[Document text]
= Local Government Board for Scotland =

Government body

The Local Government Board for Scotland was the body charged with overseeing local government, public health, housing and poor law of Scotland from 1894 to 1919.

==Establishment==
The board was established by the Local Government (Scotland) Act 1894. The new body took over the powers and duties of the Board of Supervision which had supervised poor law provision since 1845. The board had three ex officio members and three appointed members. The ex officio members were the Secretary for Scotland (who was the president of the board), the Solicitor General for Scotland and the Under-Secretary for Scotland. Of the three appointed members, one was to be the vice-president of the board, the second a member of the Faculty of Advocates of not less than three years' standing, and the third a medical practitioner with a diploma in sanitary science or public health, or who had been the medical officer of a county or burgh for at least five years.

The first members of the board were-
- Sir George Otto Trevelyan, Secretary for Scotland, president.
- Thomas Shaw, Q.C., M.P., Solicitor General for Scotland.
- Sir Colin Campbell Scott Moncrieff, Under Secretary for Scotland.
- John Skelton, C.B., LL.D., vice-president and chairman of the board in the absence of the president.
- James Patten Macdougall, advocate.
- James M'Lintock, Esquire, M.D., late medical officer to the County Council of Lanarkshire.

==Increased powers==
The Public Health (Scotland) Act 1897 (60 & 61 Vict. c. 38) made the LGBS the "central authority" for public health in Scotland. The board was empowered to carry out inquiries into the sanitary conditions of any district. These inquiries could be initiated by the board's own inspectors or by written application of a parish council or ten ratepayers of a district. The board was given the power to appoint commissioners to carry out inquiries, and legal penalties could be imposed on anybody refusing to respond to a summons issued by the board, or who gave false evidence to an inquiry. Under the Cremation Act 1902 (2 Edw. 7. c. 8) it became compulsory for the board to approve the plans and site for any proposed crematoria.

==Abolition==
The LGBS was abolished in 1919 and replaced by the Scottish Board of Health.

[Data shown]
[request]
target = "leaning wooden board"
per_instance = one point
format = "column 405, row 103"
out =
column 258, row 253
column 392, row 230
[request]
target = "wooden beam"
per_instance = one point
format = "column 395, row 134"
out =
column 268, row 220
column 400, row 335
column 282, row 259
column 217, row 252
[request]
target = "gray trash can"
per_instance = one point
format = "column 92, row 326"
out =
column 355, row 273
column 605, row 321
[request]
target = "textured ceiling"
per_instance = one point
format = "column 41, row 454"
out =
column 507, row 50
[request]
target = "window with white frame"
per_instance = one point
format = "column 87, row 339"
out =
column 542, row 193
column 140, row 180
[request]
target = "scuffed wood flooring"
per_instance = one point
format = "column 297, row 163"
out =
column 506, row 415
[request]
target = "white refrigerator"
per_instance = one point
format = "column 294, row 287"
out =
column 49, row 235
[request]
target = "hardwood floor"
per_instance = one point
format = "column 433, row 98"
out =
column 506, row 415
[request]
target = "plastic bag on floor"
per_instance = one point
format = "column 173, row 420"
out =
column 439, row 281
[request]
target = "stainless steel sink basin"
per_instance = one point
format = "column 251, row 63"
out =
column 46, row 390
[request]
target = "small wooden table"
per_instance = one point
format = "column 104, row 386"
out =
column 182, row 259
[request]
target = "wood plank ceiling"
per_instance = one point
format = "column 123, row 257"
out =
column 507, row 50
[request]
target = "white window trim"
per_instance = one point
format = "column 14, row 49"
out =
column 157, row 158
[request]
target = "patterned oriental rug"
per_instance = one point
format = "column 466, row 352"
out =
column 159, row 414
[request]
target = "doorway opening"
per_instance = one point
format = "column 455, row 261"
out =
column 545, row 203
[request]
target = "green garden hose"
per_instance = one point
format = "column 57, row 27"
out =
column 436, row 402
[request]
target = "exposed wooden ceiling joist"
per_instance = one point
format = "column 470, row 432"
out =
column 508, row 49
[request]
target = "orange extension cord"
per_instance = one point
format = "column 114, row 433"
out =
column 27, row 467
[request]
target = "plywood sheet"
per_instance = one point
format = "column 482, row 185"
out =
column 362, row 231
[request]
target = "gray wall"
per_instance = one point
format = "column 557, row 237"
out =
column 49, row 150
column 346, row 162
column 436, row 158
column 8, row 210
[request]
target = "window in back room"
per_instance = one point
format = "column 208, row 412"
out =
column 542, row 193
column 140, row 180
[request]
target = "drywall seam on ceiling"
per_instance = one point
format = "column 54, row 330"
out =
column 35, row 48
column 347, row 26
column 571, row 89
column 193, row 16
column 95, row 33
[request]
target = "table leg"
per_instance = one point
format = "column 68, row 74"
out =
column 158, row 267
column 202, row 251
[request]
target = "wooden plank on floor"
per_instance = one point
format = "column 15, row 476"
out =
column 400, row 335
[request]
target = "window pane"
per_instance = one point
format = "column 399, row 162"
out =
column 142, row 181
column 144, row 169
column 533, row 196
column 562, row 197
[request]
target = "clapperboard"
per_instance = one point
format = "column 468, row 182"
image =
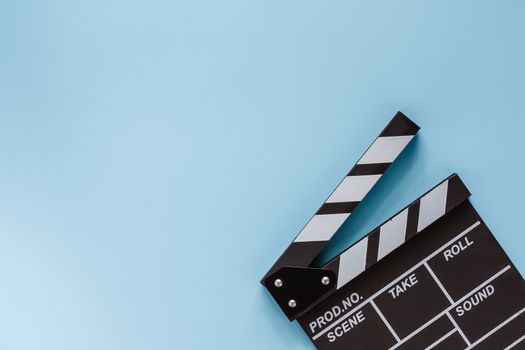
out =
column 431, row 277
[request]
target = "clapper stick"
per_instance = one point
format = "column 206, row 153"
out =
column 451, row 287
column 398, row 229
column 307, row 286
column 348, row 194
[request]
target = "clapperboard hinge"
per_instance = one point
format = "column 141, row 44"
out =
column 297, row 286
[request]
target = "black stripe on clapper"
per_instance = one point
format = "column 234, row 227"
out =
column 372, row 248
column 337, row 208
column 412, row 220
column 369, row 169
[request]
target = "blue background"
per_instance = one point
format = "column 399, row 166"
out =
column 156, row 157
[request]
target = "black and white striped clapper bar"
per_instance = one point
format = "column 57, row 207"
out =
column 431, row 277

[Tasks to complete]
A - In the article on the Local Government Board for Scotland, why did the board take on responsibility for approving the plans and sites of proposed crematoria?
B - Reproduce the passage of the article on the Local Government Board for Scotland starting with "The first members" and going on through "General for Scotland.".

[Your written answers]
A - The Cremation Act 1902 made it compulsory for the board to approve the plans and site for any proposed crematoria.

B -
The first members of the board were-
- Sir George Otto Trevelyan, Secretary for Scotland, president.
- Thomas Shaw, Q.C., M.P., Solicitor General for Scotland.